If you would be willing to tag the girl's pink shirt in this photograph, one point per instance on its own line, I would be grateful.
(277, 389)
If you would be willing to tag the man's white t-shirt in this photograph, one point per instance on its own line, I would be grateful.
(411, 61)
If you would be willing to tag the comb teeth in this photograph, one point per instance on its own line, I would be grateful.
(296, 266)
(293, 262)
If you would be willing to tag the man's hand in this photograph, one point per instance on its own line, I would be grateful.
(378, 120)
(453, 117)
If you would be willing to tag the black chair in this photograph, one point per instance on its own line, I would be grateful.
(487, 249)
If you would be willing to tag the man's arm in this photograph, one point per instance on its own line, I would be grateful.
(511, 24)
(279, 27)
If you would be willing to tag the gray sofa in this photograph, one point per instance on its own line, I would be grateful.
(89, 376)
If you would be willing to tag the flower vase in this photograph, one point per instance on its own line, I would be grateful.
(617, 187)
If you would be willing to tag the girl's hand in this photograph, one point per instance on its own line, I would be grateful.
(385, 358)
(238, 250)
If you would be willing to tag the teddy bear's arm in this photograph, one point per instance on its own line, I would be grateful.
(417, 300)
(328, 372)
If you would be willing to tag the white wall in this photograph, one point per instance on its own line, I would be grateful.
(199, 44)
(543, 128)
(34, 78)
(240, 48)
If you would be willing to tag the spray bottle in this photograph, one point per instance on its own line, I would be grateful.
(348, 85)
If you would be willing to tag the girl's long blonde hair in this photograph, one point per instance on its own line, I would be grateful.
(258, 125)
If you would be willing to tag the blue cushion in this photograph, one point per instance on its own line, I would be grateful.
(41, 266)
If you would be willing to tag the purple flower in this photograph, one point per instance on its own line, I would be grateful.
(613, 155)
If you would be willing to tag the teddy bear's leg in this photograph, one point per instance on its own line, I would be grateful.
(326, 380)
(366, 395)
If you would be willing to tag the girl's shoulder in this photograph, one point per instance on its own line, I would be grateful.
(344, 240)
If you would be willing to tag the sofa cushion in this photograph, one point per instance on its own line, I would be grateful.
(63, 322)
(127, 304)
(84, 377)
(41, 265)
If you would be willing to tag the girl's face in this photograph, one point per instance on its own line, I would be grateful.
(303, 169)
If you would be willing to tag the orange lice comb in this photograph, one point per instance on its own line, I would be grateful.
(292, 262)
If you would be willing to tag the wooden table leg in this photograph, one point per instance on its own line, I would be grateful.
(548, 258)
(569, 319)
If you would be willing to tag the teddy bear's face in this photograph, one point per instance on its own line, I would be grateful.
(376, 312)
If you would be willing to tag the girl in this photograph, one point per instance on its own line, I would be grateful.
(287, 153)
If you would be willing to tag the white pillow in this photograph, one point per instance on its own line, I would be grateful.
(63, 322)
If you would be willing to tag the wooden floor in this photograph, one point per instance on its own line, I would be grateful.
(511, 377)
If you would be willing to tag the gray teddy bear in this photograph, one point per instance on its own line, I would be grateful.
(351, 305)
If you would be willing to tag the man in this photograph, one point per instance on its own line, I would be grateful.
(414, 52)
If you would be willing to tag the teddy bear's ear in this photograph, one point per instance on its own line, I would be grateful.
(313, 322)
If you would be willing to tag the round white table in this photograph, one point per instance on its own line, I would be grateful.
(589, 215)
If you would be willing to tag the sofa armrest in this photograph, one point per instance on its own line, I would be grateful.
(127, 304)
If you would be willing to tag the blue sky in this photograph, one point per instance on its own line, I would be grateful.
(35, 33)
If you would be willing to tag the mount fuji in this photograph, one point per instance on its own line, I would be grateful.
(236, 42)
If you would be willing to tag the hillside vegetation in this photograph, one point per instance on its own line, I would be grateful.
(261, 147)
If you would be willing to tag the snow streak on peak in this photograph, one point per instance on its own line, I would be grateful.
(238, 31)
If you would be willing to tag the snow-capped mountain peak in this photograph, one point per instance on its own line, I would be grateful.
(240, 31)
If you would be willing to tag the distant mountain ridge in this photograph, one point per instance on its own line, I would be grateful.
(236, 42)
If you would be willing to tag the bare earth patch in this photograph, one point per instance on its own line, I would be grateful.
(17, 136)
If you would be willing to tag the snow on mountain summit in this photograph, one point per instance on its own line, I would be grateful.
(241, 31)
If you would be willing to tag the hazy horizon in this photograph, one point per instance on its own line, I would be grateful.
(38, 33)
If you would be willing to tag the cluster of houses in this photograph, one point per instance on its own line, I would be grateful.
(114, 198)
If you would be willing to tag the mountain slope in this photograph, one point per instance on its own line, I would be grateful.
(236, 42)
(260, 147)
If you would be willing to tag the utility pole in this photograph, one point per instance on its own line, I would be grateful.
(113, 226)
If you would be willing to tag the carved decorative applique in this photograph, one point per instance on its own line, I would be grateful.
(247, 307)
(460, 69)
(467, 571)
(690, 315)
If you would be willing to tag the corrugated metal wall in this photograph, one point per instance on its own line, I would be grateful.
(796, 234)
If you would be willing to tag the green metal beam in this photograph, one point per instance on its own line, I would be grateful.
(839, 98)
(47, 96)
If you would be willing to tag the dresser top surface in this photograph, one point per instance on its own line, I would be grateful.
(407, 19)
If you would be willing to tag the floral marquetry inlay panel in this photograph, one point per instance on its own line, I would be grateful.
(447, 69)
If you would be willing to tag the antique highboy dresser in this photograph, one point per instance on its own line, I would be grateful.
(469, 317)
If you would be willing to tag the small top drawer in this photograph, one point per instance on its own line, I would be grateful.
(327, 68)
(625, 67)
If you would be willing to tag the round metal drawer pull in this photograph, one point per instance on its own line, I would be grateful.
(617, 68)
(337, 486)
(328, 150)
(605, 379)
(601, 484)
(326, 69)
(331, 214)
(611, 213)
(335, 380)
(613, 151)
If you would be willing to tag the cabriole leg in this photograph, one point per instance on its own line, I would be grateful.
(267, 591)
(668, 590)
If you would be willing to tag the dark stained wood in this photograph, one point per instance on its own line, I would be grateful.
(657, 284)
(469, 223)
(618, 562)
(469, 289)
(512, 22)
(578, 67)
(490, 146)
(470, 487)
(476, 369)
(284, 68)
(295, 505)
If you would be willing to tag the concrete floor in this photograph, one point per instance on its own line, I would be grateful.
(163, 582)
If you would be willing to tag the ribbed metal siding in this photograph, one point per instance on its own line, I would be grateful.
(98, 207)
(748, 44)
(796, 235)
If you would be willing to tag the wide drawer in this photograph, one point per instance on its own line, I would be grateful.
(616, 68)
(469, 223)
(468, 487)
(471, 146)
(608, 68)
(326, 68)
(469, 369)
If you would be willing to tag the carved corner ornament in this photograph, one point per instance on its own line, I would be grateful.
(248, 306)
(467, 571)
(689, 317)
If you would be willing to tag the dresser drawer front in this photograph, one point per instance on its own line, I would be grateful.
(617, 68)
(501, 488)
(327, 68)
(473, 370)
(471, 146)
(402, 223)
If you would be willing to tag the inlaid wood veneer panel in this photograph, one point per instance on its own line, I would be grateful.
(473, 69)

● **EXERCISE DESCRIPTION**
From the first line to the last, write out the listing exactly.

● **ANSWER FOR THIS EXERCISE**
If you would be willing to tag the girl's pink shirt in this photograph, one point per instance on its own line, I would be grateful.
(277, 389)
If you would be willing to tag the man's white t-shirt in this photograph, one point per instance on its own line, I would be grateful.
(411, 61)
If you would be willing to tag the comb teeth in this photograph, one point per instance on its own line, I would be grateful.
(296, 266)
(293, 262)
If you would be willing to tag the man's hand in this photograph, one point per instance on its own line, I would be grateful.
(378, 120)
(453, 117)
If you would be willing to tag the black chair in this photograph, one point per instance on its own line, I would be grateful.
(487, 249)
If you would be willing to tag the man's arm in this photograph, one point per instance on its own line, I would be grateful.
(511, 24)
(279, 27)
If you would be willing to tag the gray sofa in this photograph, one point per instance on its own line, I would be grateful.
(89, 376)
If you would be willing to tag the flower vase in this photograph, one point per instance on its own line, I would be grateful.
(617, 187)
If you would be willing to tag the girl's hand in this photograph, one point per instance on its own line, I would be grateful.
(385, 358)
(238, 250)
If you would be willing to tag the teddy bear's arm in this photograph, one point per instance on its own line, I would be grateful.
(417, 300)
(328, 372)
If you would be willing to tag the white wall in this photograph, one point per instance on its own line, I would be grateful.
(199, 44)
(543, 128)
(34, 78)
(240, 48)
If you would be willing to tag the spray bottle in this photograph, one point per instance on its own line, I would be grateful.
(348, 85)
If you would be willing to tag the girl's long blonde hair in this photograph, one point per instance on its own line, I would be grateful.
(258, 125)
If you would be willing to tag the blue cushion in this photograph, one point per instance on its own line, I would be grateful.
(41, 266)
If you would be willing to tag the purple flower in this photograph, one point per instance on its own line, I would be grateful.
(613, 155)
If you would be willing to tag the teddy bear's leg in this photograph, one point per instance on its own line, I would be grateful.
(326, 380)
(366, 395)
If you would be willing to tag the girl's shoulder in this photograph, one point per instance on its own line, I would be grateful.
(344, 240)
If you would be willing to tag the sofa cushion in this photograph, one point per instance on its own line, I would be grateful.
(63, 322)
(127, 304)
(84, 377)
(41, 265)
If you would be willing to tag the girl's face in this photograph, one point per instance on its own line, I would be grateful.
(303, 169)
If you would be willing to tag the orange lice comb in this photograph, one point per instance on its own line, I would be grateful.
(292, 262)
If you would be willing to tag the wooden table leg in this photograph, one point per instance on its own line, I would be grateful.
(548, 258)
(569, 319)
If you would be willing to tag the teddy bear's face in this photograph, one point per instance on its own line, I would be grateful.
(376, 312)
If you would be willing to tag the girl in this photograph, one point per instance on its own line, I would be grateful.
(287, 153)
If you would be willing to tag the white pillow in this photograph, one point per instance on its own line, I would be grateful.
(63, 322)
If you would be willing to tag the wooden floor in this photograph, one point per instance on its own line, I would be grateful.
(511, 377)
If you would be willing to tag the gray teddy bear in this photograph, one point per instance on its own line, I would be grateful.
(351, 305)
If you would be willing to tag the man in this photograph, one point per instance on its own line, I would be grateful.
(414, 52)
If you would be willing to tag the teddy bear's ear in this photograph, one point per instance on its own line, I would be grateful.
(313, 322)
If you would be willing to tag the round white table in this photograph, one point per instance on its own line, I would be grateful.
(589, 215)
If you would be willing to tag the sofa armrest in this photograph, one point per instance on its own line, I would be grateful.
(127, 304)
If you would be willing to tag the blue sky in this photograph, one point per instance on its own line, I would be grateful.
(35, 33)
If you would be willing to tag the mount fuji in this photograph, one point per instance on its own line, I would be grateful.
(236, 42)
If you would be willing to tag the hillside vegetation in this photograph, one point per instance on its own line, I would be grateful.
(261, 147)
If you would be willing to tag the snow streak on peak in this photograph, one point per instance on its own line, I would be grateful.
(238, 31)
If you would be willing to tag the snow-capped mountain peak in this photograph, one point per instance on its own line, I would be grateful.
(240, 31)
If you would be willing to tag the distant mountain ridge in this photograph, one point per instance on its own line, I would be grateful.
(236, 42)
If you would be willing to tag the bare earth patch in this photograph, one point per instance on its own line, I would be grateful.
(17, 136)
If you would be willing to tag the snow on mountain summit in this photograph, one point per instance on its own line, I would be grateful.
(241, 31)
If you would be willing to tag the hazy horizon in this photograph, one point per instance on its own line, I would be grateful.
(38, 33)
If you would be willing to tag the cluster of houses in this photograph, one point per instance on its own line, I would be grateful.
(114, 198)
If you would be willing to tag the mountain slope in this photograph, one point per instance on its own line, I would be grateful.
(236, 42)
(260, 147)
If you would be willing to tag the utility pole in this photograph, one point per instance on its own line, I would be grateful.
(113, 226)
If you would be willing to tag the carved decorative applique in this photograph, one point per instance on its own line, I would be grateful.
(247, 307)
(460, 69)
(467, 571)
(690, 315)
If you would be willing to tag the corrugated metal wall in this photograph, one point per instance on its own line, I would be grateful.
(796, 234)
If you would be willing to tag the green metal beam in this photograph, one point per instance on its own line, I would be grateful.
(839, 98)
(47, 96)
If you would be willing to tag the dresser top surface in this photograph, one point per instance on its own line, I would be grateful.
(407, 19)
If you would be willing to tag the floral marquetry inlay panel in this photograph, one point per instance on its own line, I would be grateful.
(447, 69)
If you would be willing to tag the antique highboy dresser in this photograph, one point per instance on its own line, I would be grateful.
(469, 317)
If you would be willing to tag the small top drawer in this photograph, one point per instance on its own line, I would be grateful.
(327, 68)
(625, 67)
If you would be willing to tag the round metal drawer pull in this photograph, one point per instance on its own line, I would be grateful.
(617, 68)
(337, 486)
(328, 150)
(605, 379)
(601, 484)
(326, 69)
(331, 214)
(611, 213)
(335, 380)
(613, 151)
If you would be willing to tag the cabriole leg in this photograph, one point per instance on its own line, I would be grateful.
(267, 591)
(668, 590)
If you would be willing to tag the dark stained wood in this photograph, one point per instance on its own line, I would be grateful.
(657, 284)
(469, 223)
(618, 562)
(469, 289)
(512, 22)
(578, 67)
(490, 146)
(470, 487)
(476, 369)
(284, 68)
(295, 505)
If you would be willing to tag the concrete floor in this photograph, one point per instance on its own line, I would be grateful.
(163, 582)
If you would be willing to tag the ribbed metal siding in this photograph, one point per instance on its own line, I would be grateful.
(98, 207)
(748, 44)
(796, 235)
If you would be willing to tag the wide drawer in this photograph, one point per instance on its own line, I would be grateful.
(616, 68)
(469, 223)
(468, 487)
(471, 146)
(608, 68)
(326, 68)
(469, 369)
If you would be willing to tag the carved corner ornament in this photograph, one point per instance on its own line, I would be grateful.
(248, 306)
(467, 571)
(689, 317)
If you would be willing to tag the dresser drawer front in this photograph, one point per instance on its own line, I would be grateful.
(617, 68)
(501, 488)
(327, 68)
(473, 370)
(471, 146)
(402, 223)
If you would be willing to tag the inlaid wood veneer panel in this photograph, one point per instance on its own line, I would be grateful.
(473, 69)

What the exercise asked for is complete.